- _Requirement_
Out of the lines below, please list those that hold the string "woman".

- _Collected data_
►
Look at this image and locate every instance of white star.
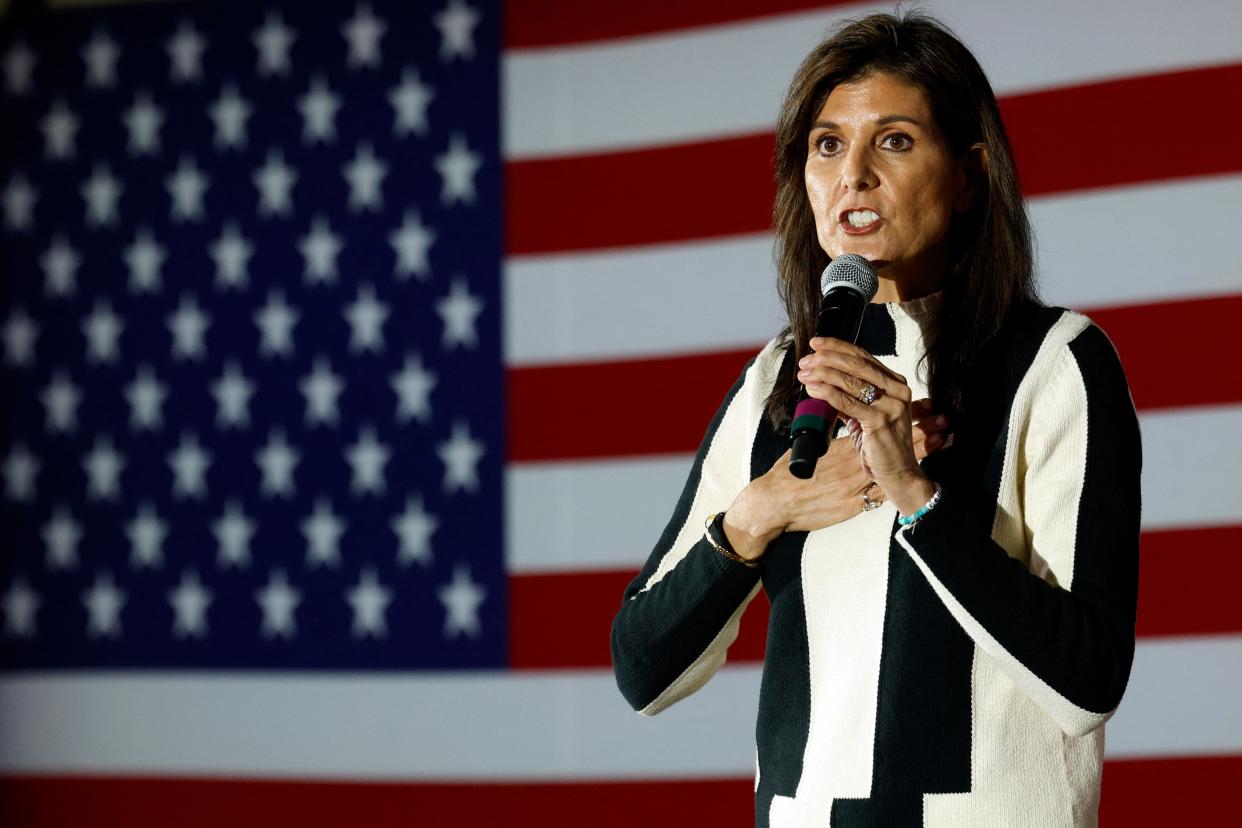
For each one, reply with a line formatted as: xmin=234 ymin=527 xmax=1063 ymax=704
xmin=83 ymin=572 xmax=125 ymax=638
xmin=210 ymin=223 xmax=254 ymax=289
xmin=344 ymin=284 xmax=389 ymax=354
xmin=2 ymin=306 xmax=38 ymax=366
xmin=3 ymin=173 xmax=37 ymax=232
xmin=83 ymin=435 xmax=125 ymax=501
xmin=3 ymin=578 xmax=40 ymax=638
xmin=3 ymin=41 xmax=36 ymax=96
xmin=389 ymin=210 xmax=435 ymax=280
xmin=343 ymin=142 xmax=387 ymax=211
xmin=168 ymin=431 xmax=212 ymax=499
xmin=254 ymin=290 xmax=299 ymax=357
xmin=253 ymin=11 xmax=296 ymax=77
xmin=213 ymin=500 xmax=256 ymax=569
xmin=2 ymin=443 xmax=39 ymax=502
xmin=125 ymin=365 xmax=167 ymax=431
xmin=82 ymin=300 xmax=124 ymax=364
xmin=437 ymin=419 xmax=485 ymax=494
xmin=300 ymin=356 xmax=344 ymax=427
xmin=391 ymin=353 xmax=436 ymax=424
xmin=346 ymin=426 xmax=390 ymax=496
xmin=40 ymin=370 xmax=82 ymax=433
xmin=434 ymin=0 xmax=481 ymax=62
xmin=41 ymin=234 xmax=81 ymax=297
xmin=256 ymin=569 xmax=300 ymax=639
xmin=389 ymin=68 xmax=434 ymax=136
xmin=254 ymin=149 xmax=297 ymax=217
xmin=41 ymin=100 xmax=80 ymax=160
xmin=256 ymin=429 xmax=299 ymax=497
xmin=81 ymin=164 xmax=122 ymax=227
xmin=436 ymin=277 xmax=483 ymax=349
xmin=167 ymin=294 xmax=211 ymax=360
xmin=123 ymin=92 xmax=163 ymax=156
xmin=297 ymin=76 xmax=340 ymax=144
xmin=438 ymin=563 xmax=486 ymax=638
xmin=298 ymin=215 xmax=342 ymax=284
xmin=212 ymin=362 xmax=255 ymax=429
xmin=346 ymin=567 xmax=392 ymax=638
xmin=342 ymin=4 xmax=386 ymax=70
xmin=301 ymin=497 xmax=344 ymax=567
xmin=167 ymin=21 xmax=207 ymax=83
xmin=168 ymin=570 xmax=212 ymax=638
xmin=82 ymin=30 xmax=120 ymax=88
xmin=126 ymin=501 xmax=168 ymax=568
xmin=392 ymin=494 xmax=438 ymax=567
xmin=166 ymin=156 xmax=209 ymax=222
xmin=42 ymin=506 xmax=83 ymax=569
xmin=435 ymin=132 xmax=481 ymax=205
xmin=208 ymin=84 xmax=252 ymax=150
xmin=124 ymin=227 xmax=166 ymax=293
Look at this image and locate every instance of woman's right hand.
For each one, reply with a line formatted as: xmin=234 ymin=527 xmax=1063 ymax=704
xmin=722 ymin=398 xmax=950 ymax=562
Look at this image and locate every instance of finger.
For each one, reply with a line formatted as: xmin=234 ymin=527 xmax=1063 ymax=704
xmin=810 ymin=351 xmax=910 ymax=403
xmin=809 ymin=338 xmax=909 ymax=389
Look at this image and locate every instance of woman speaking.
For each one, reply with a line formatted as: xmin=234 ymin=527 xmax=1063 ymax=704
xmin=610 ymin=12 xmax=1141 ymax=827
◄
►
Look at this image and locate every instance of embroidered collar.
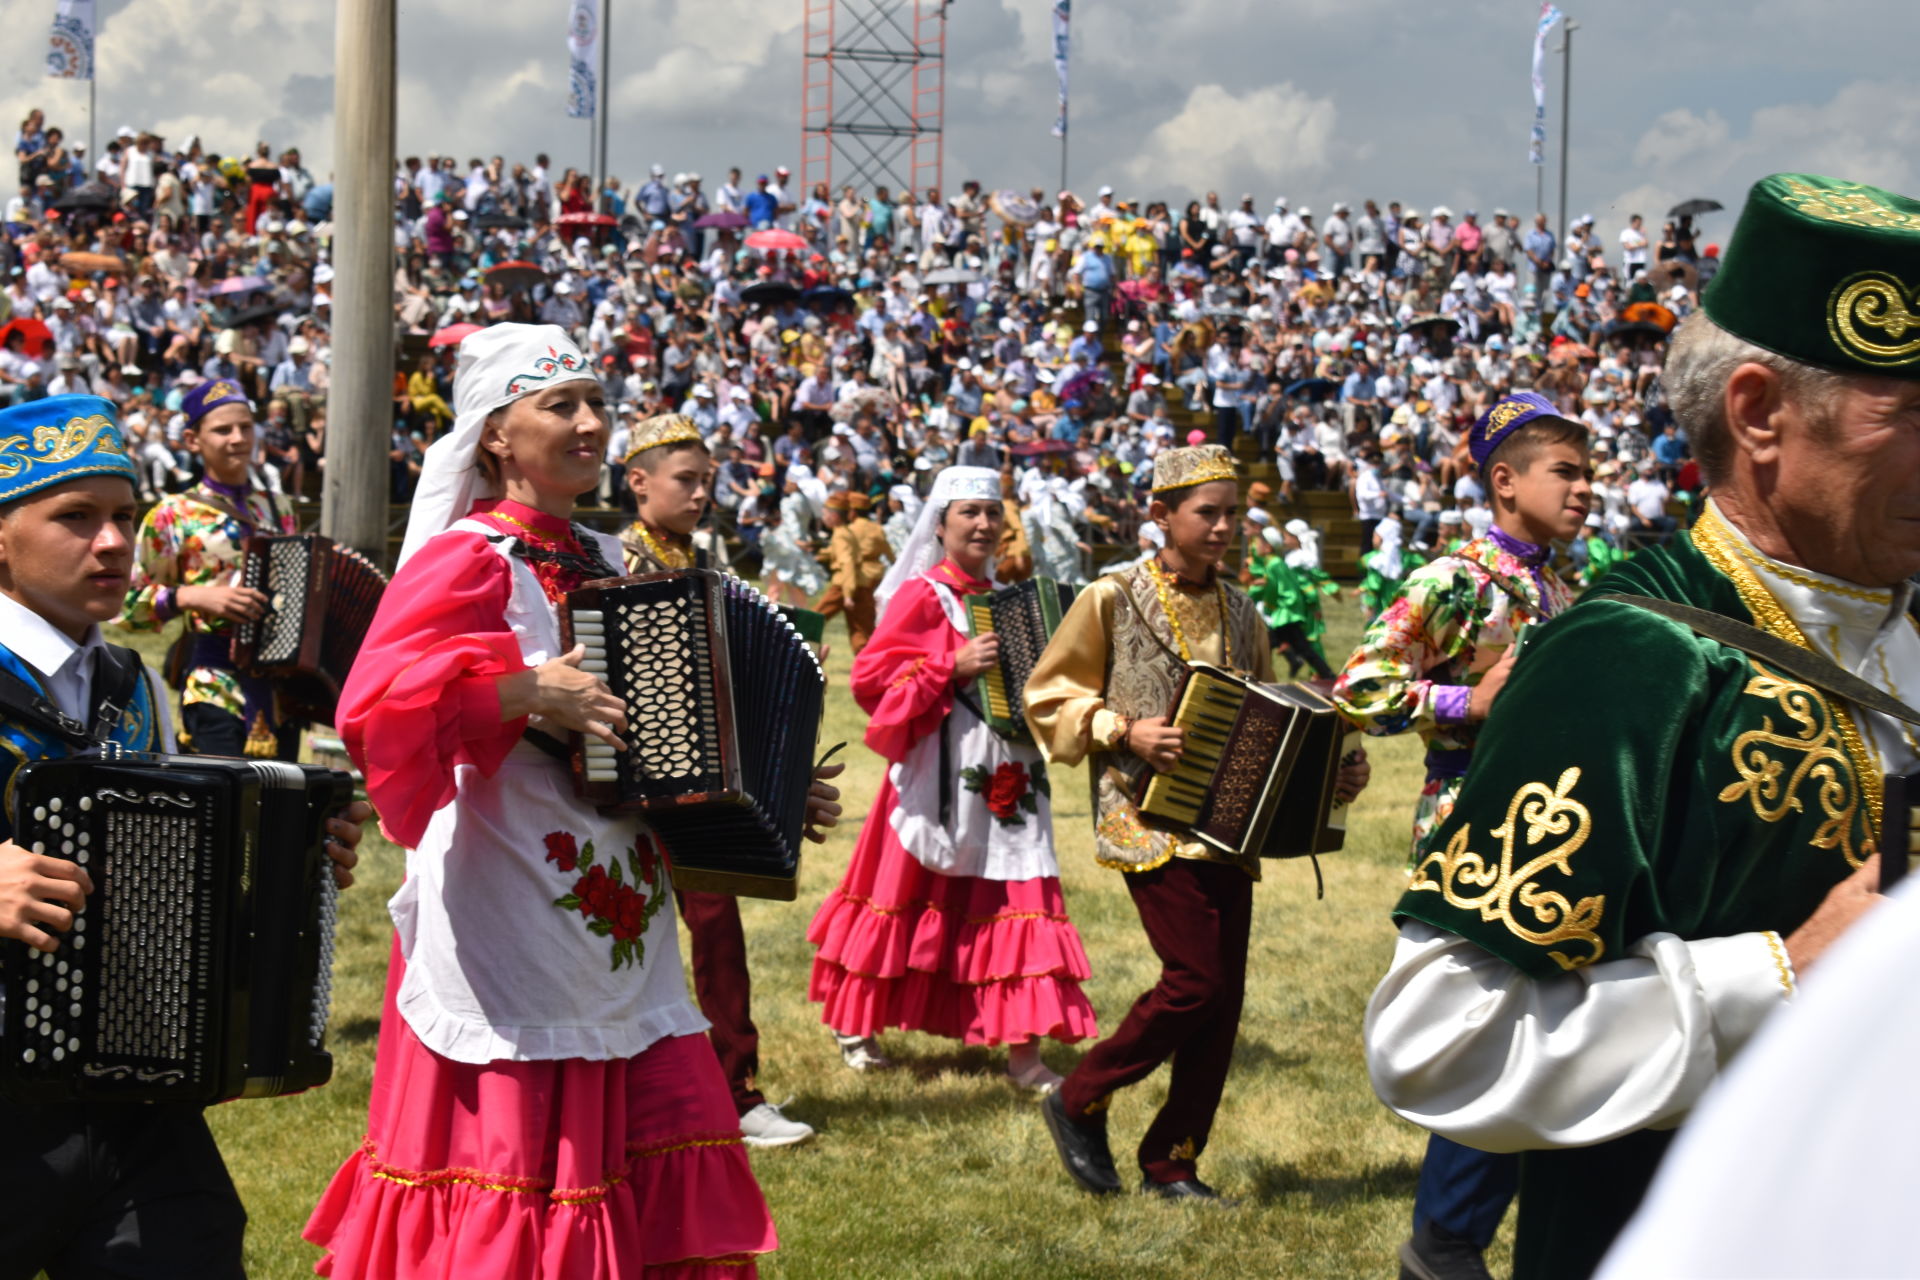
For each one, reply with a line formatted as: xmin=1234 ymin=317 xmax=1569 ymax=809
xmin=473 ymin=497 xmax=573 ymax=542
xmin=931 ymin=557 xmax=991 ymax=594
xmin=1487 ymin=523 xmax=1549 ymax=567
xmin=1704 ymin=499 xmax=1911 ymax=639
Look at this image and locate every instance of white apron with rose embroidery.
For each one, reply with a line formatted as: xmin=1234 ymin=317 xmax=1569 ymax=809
◄
►
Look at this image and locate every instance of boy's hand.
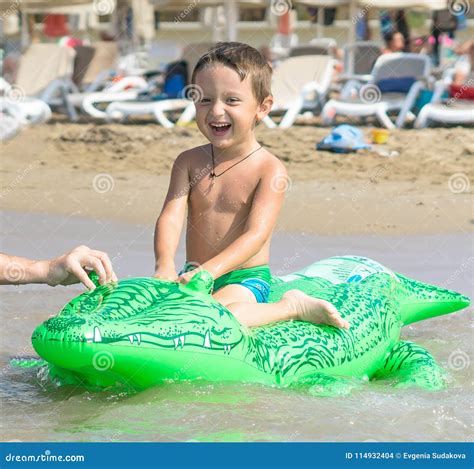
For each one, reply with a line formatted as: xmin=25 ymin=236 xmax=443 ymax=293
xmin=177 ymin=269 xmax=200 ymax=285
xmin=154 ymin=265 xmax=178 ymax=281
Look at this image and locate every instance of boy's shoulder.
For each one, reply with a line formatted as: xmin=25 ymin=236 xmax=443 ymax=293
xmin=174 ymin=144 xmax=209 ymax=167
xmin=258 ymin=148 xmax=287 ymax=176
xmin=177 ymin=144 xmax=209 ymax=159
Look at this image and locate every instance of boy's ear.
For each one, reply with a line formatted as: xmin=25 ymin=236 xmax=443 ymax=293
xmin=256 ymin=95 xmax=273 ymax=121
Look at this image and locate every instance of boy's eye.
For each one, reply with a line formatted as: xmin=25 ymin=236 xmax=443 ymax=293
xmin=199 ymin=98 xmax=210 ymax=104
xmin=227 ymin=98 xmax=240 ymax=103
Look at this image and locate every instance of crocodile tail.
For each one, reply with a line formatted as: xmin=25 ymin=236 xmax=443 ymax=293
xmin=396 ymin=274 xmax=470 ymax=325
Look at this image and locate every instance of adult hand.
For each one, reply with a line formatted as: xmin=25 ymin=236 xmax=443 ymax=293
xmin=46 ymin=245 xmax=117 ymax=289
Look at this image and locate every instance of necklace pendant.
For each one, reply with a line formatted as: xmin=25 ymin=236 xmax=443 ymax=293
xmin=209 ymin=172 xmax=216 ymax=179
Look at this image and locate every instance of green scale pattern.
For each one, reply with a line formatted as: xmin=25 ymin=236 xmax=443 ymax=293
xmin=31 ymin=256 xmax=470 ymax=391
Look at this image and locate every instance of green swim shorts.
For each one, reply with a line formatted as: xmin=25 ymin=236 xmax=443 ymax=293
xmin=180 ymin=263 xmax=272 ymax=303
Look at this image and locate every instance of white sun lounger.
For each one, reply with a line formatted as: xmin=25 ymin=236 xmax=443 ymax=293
◄
- _Output of the exercise_
Look at this image and locate every instance of woman's right hand.
Look at this image and locate every instance of woman speaking.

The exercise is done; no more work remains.